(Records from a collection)
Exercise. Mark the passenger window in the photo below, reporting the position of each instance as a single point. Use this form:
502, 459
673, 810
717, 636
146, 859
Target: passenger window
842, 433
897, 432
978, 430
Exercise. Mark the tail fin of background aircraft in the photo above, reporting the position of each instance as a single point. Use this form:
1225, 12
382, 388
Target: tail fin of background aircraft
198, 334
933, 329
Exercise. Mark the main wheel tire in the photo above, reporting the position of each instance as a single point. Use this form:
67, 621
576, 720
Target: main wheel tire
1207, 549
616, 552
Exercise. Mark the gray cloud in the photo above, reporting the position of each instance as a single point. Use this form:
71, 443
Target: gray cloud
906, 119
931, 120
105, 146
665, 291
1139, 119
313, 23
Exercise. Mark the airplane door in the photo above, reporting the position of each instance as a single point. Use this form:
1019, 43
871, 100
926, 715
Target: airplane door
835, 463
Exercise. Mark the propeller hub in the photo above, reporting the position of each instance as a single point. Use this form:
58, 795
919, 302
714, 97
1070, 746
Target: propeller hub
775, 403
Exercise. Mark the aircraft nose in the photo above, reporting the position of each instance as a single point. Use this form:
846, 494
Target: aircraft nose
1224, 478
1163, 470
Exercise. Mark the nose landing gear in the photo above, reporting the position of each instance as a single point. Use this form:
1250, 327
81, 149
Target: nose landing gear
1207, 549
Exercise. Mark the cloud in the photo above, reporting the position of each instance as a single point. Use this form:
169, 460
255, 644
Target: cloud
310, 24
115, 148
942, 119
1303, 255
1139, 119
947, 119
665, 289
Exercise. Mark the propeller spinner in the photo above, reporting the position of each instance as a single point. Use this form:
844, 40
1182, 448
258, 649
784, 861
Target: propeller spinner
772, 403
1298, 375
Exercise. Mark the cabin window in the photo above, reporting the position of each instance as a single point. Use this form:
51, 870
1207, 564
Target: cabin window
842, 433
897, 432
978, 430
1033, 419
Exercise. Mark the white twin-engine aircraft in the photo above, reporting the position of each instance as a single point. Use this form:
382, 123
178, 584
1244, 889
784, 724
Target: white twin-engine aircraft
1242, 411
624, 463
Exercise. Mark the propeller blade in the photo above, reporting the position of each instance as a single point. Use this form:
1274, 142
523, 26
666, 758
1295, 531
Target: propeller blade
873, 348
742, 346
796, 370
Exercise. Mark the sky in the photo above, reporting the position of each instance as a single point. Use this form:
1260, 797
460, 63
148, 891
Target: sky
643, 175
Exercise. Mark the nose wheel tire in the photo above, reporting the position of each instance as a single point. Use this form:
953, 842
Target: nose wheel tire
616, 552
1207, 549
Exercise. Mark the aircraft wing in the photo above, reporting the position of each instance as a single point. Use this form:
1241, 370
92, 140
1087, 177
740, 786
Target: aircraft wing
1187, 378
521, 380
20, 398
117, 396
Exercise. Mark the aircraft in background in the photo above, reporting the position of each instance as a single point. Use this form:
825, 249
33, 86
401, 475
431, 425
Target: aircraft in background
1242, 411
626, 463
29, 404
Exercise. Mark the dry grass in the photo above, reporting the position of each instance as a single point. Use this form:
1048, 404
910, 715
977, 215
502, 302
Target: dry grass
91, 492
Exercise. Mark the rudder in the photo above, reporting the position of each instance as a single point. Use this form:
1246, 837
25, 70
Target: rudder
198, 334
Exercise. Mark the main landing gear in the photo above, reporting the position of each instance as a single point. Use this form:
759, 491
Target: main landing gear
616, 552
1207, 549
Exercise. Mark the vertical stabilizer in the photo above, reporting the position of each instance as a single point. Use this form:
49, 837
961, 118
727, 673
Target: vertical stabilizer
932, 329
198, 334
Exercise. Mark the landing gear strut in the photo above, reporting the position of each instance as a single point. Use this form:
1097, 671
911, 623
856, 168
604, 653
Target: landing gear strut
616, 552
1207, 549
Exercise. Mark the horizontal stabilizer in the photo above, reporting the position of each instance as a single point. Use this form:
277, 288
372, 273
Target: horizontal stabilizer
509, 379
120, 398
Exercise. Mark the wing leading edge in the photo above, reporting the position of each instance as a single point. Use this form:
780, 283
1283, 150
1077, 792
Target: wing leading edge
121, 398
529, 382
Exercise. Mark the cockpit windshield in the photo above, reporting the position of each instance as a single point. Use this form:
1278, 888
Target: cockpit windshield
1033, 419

• [Your assignment]: This exercise calls for every record above to be written out again exactly.

• [Task output]:
Exercise. Mark the passenger window in the photo below, reporting the position of each instance as a single point. Use this form:
502, 459
673, 810
717, 636
146, 859
Target: passenger window
842, 433
897, 432
978, 430
Exercise. Mark the tail fin of background aircraft in the photo above, reporting the position of each instance as a single point. Use this form:
1225, 12
382, 388
Target: tail fin of background aircraft
198, 334
933, 329
Exercise. Mark the main wheel tire in the photo above, reporting the position of each instance as a single point. Use this form:
67, 621
576, 720
Target: main wheel tire
1207, 549
616, 552
Exercise. Mark the gray cloud in the photo above, reporting the position of each instance as a single point. Use this form:
71, 443
Target: gray cloud
906, 119
931, 120
105, 146
665, 291
1139, 119
313, 23
Exercise. Mark the airplane door in the photo above, reporting the position of each instance as a single point. Use this form:
1019, 43
871, 100
926, 715
Target: airplane door
835, 463
Exercise. Mark the propeller hub in the photo above, reporting the position of each instance as a single point. Use this form:
58, 795
919, 302
714, 97
1070, 746
Target: propeller hub
775, 403
Exercise. Mark the aircraft nose in the photo above, reporting the position of each instance as a single point. Use this form:
846, 494
Target: aircraft nose
1224, 478
1163, 470
Exercise. Mark the nose landing gear in the photo above, reporting the position of each instance as a single point. Use this form:
1250, 327
81, 149
Target: nose landing gear
1207, 549
Exercise. Mark the cloud in the photo above, reporting the position of each instance as a single point. Use this form:
169, 460
255, 644
Target: cloud
310, 24
115, 148
942, 119
1303, 255
1139, 119
947, 119
665, 289
Exercise. Mark the propeller spinner in the photo above, reporting the position of each instance as a single point. Use this form:
844, 40
1182, 448
258, 649
784, 861
Target: propeller spinner
772, 403
1298, 375
Exercise. Mark the cabin window in the photo above, reporting the position of each instance as a single point. Use this form:
51, 870
1207, 564
Target: cabin window
842, 433
897, 432
978, 430
1033, 419
Exercise. Mark the white twin-engine aircraft in the photo above, reporting the position of each instance as a single point. Use this form:
382, 123
178, 584
1244, 889
784, 724
Target: white twin-engine aircraft
1242, 411
624, 463
Exercise. Mark the propeller blade in the photo above, reporting the position of each instance as a single point. Use this form:
1274, 142
523, 26
666, 758
1295, 531
Target: propeller blade
873, 348
742, 346
796, 370
Exercise. Mark the sky in the photo above, reporting the position of each instance as a single point. Use this form:
1260, 797
460, 63
148, 891
Target: sky
643, 175
Exercise. Mark the nose wheel tire in the photo above, reporting the position of each instance as a single point. Use this form:
953, 842
Target: nose wheel tire
616, 552
1207, 549
Exercise. Mark the aircraft wing in the photo above, reporting the position of each instance as a single point. Use this form:
1241, 370
92, 140
1087, 177
740, 786
Target: aircraft wing
1187, 378
521, 380
20, 398
117, 396
Exercise. Mark the aircraft in background in the photo above, reporting the position of each instance as a single point. Use this form:
825, 249
33, 86
401, 475
431, 425
Target: aircraft in background
1242, 411
626, 463
29, 404
Exercise. Mark the dry grass in the photo above, reporting the position of each instance as a single point. Use this form:
1048, 404
910, 715
977, 215
502, 302
Target: dry grass
91, 492
Exercise. Mark the rudder in the photo above, reporting the position of each instance as a single point. Use this form:
1246, 837
25, 70
Target: rudder
198, 334
Exercise. Mark the main landing gear in the photo above, reporting the position of each instance as a single point. Use this form:
759, 491
Target: main landing gear
616, 552
1207, 549
Exercise. Mark the vertical stabilizer in the photo above, reporting the position of each instance as a single point. Use this form:
49, 837
961, 118
727, 673
Target: vertical stabilizer
932, 329
198, 334
Exercise. Mark the landing gear strut in the photo above, reporting the position of each instance as a single point. Use this form:
1097, 671
911, 623
856, 168
604, 653
Target: landing gear strut
616, 552
1207, 549
Exercise. Mark the horizontal stabilizer in the photo above, reporting the position of each instance as a single point. Use this form:
277, 288
372, 273
Target: horizontal stabilizer
509, 379
120, 398
Exercise. Mark the wing leading edge in the photo above, reporting the position of each instance as a single point. Use this form:
780, 283
1283, 150
1077, 792
Target: wing leading edge
121, 398
529, 382
Exercise. Mark the cockpit windshield in the photo above, reporting the position of each instance as a single point. Use this form:
1278, 888
Target: cockpit windshield
1033, 419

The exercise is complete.